> [Testo di lettura]:
------------------------------

L’anno scorso utilizzammo per il titolo del Nono Libro Bianco i versi di una canzone di Sergio Endrigo, assai affascinante ed evocativa rispetto alla situazione politica e sociale: Si pensava a qualcosa di meglio. Quest’anno possiamo riprendere un’altra sua frase: dove abbiamo sbagliato, non so.
Questo anno riproponiamo il Libro Bianco, il Decimo, in coincidenza con i trenta anni e più dell’inizio della War on drugs in Italia. Tanti anni sono passati da quando Bettino Craxi reduce da un viaggio negli Stati Uniti, alzò il vessillo della tolleranza zero contro la droga e fece compiere ai socialisti italiani una torsione inconcepibile per il partito che fu di Loris Fortuna, scegliendo il proibizionismo e la repressione contro i giovani consumatori di sostanze stupefacenti.

------------------------------

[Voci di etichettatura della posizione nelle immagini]
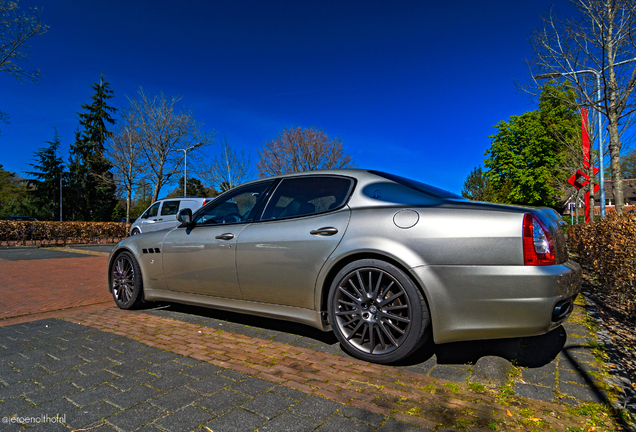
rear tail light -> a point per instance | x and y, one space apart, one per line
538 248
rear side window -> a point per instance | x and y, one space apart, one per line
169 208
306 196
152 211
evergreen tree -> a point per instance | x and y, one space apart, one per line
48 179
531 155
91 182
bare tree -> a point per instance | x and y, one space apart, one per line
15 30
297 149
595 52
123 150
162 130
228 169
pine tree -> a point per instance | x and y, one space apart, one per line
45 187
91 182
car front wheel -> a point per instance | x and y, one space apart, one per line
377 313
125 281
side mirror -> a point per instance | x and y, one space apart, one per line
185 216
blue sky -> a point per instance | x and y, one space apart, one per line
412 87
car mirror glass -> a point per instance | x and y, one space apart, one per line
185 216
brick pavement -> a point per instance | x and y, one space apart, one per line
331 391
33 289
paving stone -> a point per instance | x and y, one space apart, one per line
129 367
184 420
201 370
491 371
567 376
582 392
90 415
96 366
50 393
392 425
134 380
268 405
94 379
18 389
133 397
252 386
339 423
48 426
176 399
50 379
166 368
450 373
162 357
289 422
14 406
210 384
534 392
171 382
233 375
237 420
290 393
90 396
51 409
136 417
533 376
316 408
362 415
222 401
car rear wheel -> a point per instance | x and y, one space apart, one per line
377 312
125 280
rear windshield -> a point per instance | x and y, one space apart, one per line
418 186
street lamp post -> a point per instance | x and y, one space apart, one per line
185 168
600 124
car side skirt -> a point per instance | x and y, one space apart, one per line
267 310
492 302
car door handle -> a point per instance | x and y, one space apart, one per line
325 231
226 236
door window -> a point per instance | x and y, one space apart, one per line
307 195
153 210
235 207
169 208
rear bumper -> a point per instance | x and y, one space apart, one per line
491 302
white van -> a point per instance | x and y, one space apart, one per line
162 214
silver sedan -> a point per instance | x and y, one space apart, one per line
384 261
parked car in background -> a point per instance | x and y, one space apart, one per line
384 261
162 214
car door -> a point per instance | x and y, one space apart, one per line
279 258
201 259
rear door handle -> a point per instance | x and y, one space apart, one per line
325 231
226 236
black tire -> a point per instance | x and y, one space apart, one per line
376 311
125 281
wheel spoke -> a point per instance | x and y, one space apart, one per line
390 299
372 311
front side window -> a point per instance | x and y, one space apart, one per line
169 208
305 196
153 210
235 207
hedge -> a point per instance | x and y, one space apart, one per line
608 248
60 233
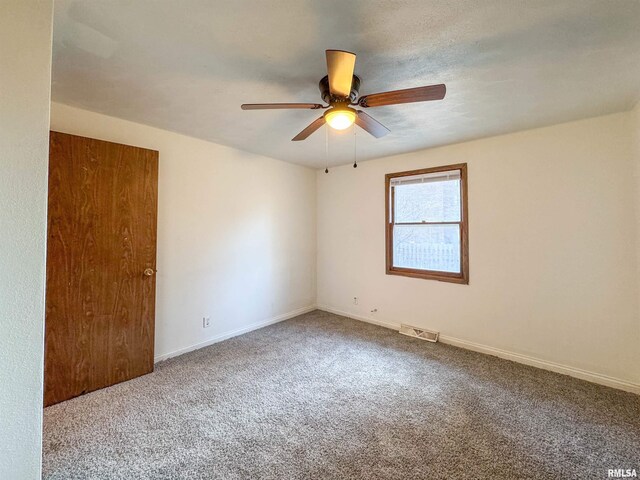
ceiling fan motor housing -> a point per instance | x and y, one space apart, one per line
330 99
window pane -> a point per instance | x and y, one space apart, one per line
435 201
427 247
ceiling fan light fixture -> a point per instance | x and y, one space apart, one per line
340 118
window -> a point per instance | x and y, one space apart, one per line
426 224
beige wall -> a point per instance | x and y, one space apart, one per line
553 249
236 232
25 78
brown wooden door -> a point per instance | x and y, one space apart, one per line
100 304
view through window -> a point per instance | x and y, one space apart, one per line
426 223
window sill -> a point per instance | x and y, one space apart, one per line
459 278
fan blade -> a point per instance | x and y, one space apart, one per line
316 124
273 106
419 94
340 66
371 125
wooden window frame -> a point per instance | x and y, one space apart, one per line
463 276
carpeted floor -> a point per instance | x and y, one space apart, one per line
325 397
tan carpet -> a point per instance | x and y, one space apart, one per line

------------------------------

> [Cose da fare]:
**1)** Nel testo sul Libro Bianco, perché l'anno scorso per il titolo furono scelti i versi di una canzone di Sergio Endrigo? Rispondi in una-tre frasi.
**2)** Secondo il testo sul Libro Bianco, da dove tornava Bettino Craxi quando alzò il vessillo della tolleranza zero contro la droga?
**3)** Prosegui il testo sul Libro Bianco a partire dalla fine dell'ultima frase riportata.
Il materiale non ha alcun legame con il testo sul Libro Bianco.

> [Risultati in ordine]:
**1)** Quei versi furono scelti perché erano assai affascinanti ed evocativi rispetto alla situazione politica e sociale.

**2)** Da un viaggio negli Stati Uniti.

**3)**
Nel novembre del 1989 furono presentate in Senato le relazioni di minoranza in contrapposizione al disegno di legge Iervolino-Vassalli, che sarebbe diventato il Dpr 309/90. La polemica fu molto accesa e l’obiettivo polemico del segretario del PSI divenne la cosiddetta “modica quantità”, prevista dalla legge n. 685 come condizione di non punibilità del piccolo possesso di sostanze stupefacenti a fini di consumo personale. Fummo indicati al pubblico ludibrio come il “club della modica quantità”. L’altra parola d’ordine era questa: ”Se è vietato vendere dev’essere vietato comprare”. Così fu scelta la strada della criminalizzazione di massa e della incarcerazione di migliaia di persone per un reato senza vittima. Il cartello “Educare, non punire”, capitanato da Luigi Ciotti, si battè strenuamente contro quella svolta ideologica, prefigurandone le conseguenze nefaste.
Frutto di quella legge fu l’esplosione delle presenze in carcere di tossicodipendenti e per violazione dell’art. 73 della legge antidroga, in relazione al reato di detenzione o piccolo spaccio; si passò rapidamente da un numero di 35.000 detenuti agli oltre 60.000 degli ultimi anni.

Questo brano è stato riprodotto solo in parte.